§ **WHAT TO WORK ON**
Would you reproduce each line below exactly, leaving every picture out?

══ INPUT DATA ══

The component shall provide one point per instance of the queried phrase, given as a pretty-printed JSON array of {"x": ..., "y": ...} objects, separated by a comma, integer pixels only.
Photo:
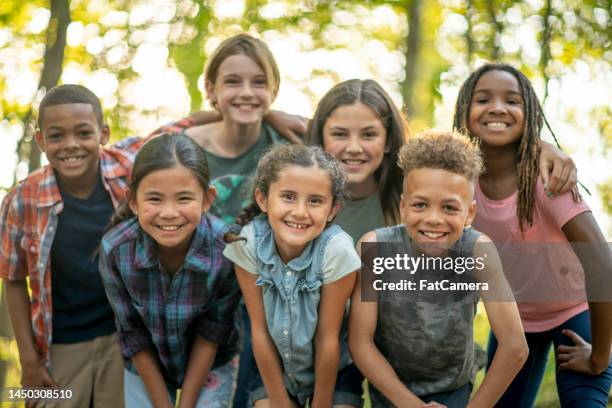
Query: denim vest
[{"x": 291, "y": 294}]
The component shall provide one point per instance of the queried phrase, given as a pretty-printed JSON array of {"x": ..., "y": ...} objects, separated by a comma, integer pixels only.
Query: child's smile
[
  {"x": 299, "y": 205},
  {"x": 169, "y": 204},
  {"x": 496, "y": 111},
  {"x": 436, "y": 205}
]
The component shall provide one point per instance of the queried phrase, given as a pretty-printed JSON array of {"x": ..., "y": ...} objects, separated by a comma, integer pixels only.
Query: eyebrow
[{"x": 488, "y": 91}]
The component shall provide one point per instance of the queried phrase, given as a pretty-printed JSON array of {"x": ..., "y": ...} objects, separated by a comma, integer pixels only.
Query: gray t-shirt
[
  {"x": 429, "y": 344},
  {"x": 360, "y": 216}
]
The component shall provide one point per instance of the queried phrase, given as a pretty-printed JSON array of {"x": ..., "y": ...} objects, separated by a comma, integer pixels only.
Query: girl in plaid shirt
[{"x": 173, "y": 293}]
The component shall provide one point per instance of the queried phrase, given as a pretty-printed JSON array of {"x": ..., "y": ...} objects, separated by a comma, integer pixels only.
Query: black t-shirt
[{"x": 81, "y": 310}]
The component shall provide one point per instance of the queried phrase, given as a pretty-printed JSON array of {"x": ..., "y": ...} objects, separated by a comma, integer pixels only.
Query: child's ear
[
  {"x": 210, "y": 92},
  {"x": 471, "y": 214},
  {"x": 209, "y": 198},
  {"x": 40, "y": 140},
  {"x": 104, "y": 134},
  {"x": 261, "y": 199},
  {"x": 131, "y": 200},
  {"x": 334, "y": 211}
]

═══

§ **RESPONSE TO THE EXERCISE**
The component shall provide one point per instance of the queried phrase, given as a pretty-printed JSON array of {"x": ..., "y": ...} objects, separated by a comma, integer pixels only.
Photo:
Query: denim vest
[{"x": 291, "y": 294}]
The component shall provide one point per instance of the queried phrase, given as a pretty-printed JSON array of {"x": ..., "y": ...} objects, separated by a comma, integer pixels only.
Query: child's smile
[
  {"x": 299, "y": 205},
  {"x": 169, "y": 204},
  {"x": 496, "y": 111},
  {"x": 436, "y": 205}
]
The component shall provide one point per instance of the queried phrase, given as a pretty-printed JSON array of {"x": ..., "y": ...} objects, separated by a comma, integer pixels only.
Query: eyebrow
[{"x": 488, "y": 91}]
The component shall provide one point per instance of the queried phrase, given as a pretty-printed JSON array of {"x": ..., "y": ...} objects, separated by a comma, integer pixels only.
Query: gray t-shirt
[
  {"x": 429, "y": 344},
  {"x": 360, "y": 216}
]
The component shall provide one point per instance of the queried phrase, given as a pretty-printed JSON array of {"x": ..., "y": ...} objects, separated by a comma, integer pixels only.
Query: girl in plaid shirt
[{"x": 173, "y": 293}]
The component shall provide one point per instance of the queried phrase, given as a pretty-printed JSON array of {"x": ..., "y": ...} objects, separated by a comma, integer pixels only.
Query: black t-shirt
[{"x": 81, "y": 310}]
The component shall provide one point per instance of the queried phrase, given as a pretty-printed JSON array of {"x": ..., "y": ...} objects, separated by a comma, integer pixels only.
Query: child's ear
[
  {"x": 210, "y": 92},
  {"x": 471, "y": 214},
  {"x": 209, "y": 198},
  {"x": 40, "y": 140},
  {"x": 104, "y": 134},
  {"x": 261, "y": 199},
  {"x": 131, "y": 200},
  {"x": 334, "y": 211}
]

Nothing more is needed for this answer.